TASK DESCRIPTION>
Copy the lines from the line with "the green leaf." to the line with "83, 200, 94, 246", replacing "locate" with "find" and keeping everything else unchanged.

Stored items
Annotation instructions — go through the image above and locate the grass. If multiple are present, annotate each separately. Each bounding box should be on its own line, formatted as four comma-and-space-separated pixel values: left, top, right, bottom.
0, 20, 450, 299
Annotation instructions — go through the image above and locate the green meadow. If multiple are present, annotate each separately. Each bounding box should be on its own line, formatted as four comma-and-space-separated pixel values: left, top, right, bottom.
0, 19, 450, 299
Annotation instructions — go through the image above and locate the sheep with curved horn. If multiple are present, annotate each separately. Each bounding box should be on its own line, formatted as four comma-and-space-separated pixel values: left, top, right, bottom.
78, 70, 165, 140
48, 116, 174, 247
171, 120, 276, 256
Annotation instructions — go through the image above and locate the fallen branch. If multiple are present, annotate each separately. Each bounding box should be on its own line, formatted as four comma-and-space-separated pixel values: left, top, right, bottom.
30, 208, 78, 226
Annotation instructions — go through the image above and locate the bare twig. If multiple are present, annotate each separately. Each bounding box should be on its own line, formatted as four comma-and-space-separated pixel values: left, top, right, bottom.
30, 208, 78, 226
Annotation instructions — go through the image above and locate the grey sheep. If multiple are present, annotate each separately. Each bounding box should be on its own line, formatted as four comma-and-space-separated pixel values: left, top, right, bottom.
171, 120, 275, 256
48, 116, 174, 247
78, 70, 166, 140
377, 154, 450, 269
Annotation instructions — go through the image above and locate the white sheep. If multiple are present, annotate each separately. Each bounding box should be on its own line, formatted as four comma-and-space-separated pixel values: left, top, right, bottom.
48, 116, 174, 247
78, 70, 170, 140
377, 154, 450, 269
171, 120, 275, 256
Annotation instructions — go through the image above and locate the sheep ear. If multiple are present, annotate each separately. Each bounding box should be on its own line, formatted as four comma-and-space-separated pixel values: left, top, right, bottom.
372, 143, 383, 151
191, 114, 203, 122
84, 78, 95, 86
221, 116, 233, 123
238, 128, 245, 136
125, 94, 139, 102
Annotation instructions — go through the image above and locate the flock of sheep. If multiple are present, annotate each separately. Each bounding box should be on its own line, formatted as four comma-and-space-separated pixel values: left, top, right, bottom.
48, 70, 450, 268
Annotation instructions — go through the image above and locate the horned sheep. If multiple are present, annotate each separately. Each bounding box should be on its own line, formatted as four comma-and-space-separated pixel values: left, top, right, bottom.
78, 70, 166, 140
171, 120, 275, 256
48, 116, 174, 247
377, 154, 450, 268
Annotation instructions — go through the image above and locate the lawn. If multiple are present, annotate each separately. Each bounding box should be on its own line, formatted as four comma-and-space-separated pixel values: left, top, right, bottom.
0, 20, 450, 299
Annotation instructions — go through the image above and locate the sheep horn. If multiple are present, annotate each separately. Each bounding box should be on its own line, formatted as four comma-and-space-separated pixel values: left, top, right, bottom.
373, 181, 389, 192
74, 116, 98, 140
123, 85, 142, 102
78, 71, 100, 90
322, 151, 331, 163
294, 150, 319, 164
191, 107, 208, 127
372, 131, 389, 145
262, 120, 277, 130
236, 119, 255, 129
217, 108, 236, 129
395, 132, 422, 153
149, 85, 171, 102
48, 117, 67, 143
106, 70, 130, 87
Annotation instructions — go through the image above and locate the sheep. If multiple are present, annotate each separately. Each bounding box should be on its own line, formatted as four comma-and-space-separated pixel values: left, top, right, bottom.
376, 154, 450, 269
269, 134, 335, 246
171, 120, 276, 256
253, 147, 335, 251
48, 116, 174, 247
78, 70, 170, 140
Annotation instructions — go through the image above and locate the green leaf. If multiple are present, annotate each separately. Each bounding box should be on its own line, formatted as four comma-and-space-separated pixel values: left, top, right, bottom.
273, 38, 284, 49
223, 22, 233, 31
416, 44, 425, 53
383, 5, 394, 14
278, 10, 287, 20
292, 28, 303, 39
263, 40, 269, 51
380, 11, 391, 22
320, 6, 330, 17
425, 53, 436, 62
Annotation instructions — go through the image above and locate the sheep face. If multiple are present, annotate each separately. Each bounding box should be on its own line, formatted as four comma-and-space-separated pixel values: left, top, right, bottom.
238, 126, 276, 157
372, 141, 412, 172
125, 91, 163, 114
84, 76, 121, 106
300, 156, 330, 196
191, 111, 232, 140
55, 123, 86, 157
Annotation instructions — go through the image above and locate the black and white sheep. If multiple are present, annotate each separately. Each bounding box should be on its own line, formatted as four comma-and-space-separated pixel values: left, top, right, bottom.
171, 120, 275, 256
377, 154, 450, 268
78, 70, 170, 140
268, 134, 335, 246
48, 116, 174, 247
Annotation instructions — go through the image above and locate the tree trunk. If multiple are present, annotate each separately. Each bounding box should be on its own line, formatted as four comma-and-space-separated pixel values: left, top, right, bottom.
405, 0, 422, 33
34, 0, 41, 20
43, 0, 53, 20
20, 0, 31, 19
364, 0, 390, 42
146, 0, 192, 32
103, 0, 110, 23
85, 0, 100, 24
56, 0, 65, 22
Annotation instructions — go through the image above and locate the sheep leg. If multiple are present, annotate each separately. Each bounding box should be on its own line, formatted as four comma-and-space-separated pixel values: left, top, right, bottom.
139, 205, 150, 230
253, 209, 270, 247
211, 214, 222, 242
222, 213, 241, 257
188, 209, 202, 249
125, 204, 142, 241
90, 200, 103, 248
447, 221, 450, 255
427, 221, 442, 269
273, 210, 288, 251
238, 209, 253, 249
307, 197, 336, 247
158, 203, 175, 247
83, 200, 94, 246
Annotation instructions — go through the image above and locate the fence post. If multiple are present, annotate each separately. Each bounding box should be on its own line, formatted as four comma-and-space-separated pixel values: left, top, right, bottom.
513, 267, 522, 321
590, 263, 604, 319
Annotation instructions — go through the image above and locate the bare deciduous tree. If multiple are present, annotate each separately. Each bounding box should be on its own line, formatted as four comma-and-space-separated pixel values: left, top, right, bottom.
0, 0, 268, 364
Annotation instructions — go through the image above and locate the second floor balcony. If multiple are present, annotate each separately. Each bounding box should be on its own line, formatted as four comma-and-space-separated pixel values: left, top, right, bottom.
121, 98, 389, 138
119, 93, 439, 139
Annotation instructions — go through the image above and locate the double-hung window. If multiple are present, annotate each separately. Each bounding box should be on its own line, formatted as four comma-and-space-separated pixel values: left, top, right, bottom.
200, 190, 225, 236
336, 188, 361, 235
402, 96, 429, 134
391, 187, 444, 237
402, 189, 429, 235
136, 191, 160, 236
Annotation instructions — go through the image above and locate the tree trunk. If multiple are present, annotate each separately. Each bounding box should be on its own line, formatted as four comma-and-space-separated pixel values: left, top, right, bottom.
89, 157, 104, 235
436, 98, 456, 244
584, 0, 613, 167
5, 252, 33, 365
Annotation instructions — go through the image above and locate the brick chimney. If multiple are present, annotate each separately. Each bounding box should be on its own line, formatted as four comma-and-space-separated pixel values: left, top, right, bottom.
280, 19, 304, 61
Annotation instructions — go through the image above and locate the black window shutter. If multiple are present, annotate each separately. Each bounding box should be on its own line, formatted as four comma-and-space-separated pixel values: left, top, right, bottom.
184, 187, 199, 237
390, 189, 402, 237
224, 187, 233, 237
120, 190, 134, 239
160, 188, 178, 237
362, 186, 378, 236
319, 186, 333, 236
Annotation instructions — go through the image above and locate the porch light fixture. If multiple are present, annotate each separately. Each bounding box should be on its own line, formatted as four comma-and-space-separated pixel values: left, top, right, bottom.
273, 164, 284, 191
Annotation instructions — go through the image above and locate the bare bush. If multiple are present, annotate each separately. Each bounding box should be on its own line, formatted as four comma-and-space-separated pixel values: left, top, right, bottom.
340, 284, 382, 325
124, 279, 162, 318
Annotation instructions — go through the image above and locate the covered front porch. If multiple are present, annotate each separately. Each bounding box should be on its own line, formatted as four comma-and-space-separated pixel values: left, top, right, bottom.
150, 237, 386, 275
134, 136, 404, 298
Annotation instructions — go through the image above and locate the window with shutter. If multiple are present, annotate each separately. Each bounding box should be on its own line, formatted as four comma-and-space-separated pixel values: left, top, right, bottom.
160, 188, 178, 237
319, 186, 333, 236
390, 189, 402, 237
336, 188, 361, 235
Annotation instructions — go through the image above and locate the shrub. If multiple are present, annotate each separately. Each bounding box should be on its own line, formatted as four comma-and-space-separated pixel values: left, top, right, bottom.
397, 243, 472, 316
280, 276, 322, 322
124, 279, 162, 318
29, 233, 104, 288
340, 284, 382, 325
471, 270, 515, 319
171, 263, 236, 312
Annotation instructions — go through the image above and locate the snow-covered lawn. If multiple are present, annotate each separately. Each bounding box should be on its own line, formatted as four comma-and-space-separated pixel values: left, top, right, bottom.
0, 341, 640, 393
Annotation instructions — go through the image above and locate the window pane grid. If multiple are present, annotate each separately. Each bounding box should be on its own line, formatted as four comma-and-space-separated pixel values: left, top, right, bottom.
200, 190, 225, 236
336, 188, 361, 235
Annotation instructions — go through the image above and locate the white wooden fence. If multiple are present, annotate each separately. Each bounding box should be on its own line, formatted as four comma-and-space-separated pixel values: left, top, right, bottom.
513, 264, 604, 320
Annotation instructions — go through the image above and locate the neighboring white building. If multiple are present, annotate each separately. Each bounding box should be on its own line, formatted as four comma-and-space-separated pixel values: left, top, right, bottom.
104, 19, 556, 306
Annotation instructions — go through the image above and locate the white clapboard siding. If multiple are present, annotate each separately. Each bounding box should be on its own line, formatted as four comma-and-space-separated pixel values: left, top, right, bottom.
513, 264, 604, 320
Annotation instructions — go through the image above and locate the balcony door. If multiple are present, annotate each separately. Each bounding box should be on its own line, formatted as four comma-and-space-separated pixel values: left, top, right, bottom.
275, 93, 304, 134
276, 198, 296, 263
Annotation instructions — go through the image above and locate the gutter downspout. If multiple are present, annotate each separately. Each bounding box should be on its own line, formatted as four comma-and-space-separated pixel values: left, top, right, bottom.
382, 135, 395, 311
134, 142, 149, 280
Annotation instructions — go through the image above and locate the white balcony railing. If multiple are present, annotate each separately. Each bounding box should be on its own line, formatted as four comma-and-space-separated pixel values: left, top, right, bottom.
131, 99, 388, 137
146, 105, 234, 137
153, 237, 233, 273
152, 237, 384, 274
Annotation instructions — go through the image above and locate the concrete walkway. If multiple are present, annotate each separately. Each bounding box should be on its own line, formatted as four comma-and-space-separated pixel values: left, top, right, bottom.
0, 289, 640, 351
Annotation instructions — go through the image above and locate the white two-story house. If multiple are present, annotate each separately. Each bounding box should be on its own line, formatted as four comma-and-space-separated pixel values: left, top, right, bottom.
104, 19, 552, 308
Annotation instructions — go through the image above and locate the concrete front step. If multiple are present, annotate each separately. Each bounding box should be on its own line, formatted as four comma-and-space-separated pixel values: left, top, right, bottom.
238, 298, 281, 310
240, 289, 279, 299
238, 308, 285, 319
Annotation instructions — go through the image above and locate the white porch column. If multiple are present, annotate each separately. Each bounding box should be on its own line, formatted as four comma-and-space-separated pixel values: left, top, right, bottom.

SOLUTION TO THIS TASK>
Annotation instructions — go through the image above and find the green leaf. If multiple are present, annotate each separately. Each bounding box should be on its own line, formatted as four comma-and-space-separated pixel values: left, top, right, bottom.
273, 38, 284, 49
223, 22, 233, 31
416, 44, 425, 53
383, 5, 394, 14
278, 10, 287, 20
292, 28, 303, 39
263, 40, 269, 51
380, 11, 391, 22
320, 6, 330, 17
425, 53, 436, 62
Annotation instructions — go through the image above and find the sheep face. If multiple are present, annotate each separately. Each bounding box should be on its own line, formatted as four comma-and-space-separated pixel values: left, top, right, bottom.
238, 126, 276, 157
372, 141, 412, 172
125, 91, 163, 114
84, 76, 121, 106
300, 156, 330, 196
191, 111, 232, 140
55, 123, 86, 157
Annotation instructions — go through the image above and find the black and white sheep. If multiple are present, annotate each separately. Each bounding box should be on its own line, formatted as four comma-and-space-separated pixel values: left, top, right, bottom.
171, 120, 275, 256
377, 154, 450, 268
78, 70, 170, 140
268, 134, 335, 246
48, 116, 174, 247
Annotation instructions — go through the image above and find the tree trunk. If multiple are present, annotate each separately. Each bounding box should be on its own line, formatted as four comma-and-space-separated pixel values: left, top, right, bottom.
405, 0, 422, 33
34, 0, 41, 20
43, 0, 53, 20
20, 0, 31, 19
364, 0, 390, 42
146, 0, 192, 32
103, 0, 110, 23
85, 0, 100, 24
56, 0, 65, 22
Annotation instructions — go through the image above and find the sheep leg. If multiple are present, annotate each separately. Each bounding box should be on its own line, formatted as four comma-and-space-separated pixel values: left, top, right, bottom.
139, 205, 150, 230
253, 209, 270, 247
211, 214, 222, 242
222, 213, 241, 257
188, 209, 202, 249
125, 204, 142, 241
90, 200, 103, 248
447, 221, 450, 255
427, 221, 442, 269
273, 210, 288, 251
238, 209, 253, 249
307, 197, 336, 247
158, 203, 175, 247
83, 200, 94, 246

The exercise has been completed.